■ RAW DATA:
• • • • •
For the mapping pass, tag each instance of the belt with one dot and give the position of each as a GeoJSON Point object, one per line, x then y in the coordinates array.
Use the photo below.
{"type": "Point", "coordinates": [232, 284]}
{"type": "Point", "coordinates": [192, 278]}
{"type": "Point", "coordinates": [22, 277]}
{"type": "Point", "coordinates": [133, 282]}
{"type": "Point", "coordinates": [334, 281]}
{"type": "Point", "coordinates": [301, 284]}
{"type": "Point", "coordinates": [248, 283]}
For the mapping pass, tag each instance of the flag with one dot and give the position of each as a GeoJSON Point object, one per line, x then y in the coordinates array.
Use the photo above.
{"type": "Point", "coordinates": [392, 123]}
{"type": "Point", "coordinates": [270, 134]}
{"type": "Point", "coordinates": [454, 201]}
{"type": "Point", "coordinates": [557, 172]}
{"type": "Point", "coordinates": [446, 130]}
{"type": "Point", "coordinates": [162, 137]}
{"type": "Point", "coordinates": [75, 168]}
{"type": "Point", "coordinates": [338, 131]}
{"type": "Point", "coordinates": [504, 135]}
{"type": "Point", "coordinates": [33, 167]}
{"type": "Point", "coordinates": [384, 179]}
• • • • •
Write out word for word the lines from the one containing "For the mapping pass, tag each instance of the flag" up to and including the last line above.

For the mapping pass, tag each instance of the flag with one dot and give the position of each as a GeoJSON Point object, one per line, x then y in the coordinates array.
Use the photo above.
{"type": "Point", "coordinates": [392, 123]}
{"type": "Point", "coordinates": [270, 134]}
{"type": "Point", "coordinates": [454, 201]}
{"type": "Point", "coordinates": [557, 172]}
{"type": "Point", "coordinates": [446, 130]}
{"type": "Point", "coordinates": [162, 137]}
{"type": "Point", "coordinates": [75, 168]}
{"type": "Point", "coordinates": [338, 131]}
{"type": "Point", "coordinates": [504, 135]}
{"type": "Point", "coordinates": [33, 167]}
{"type": "Point", "coordinates": [384, 179]}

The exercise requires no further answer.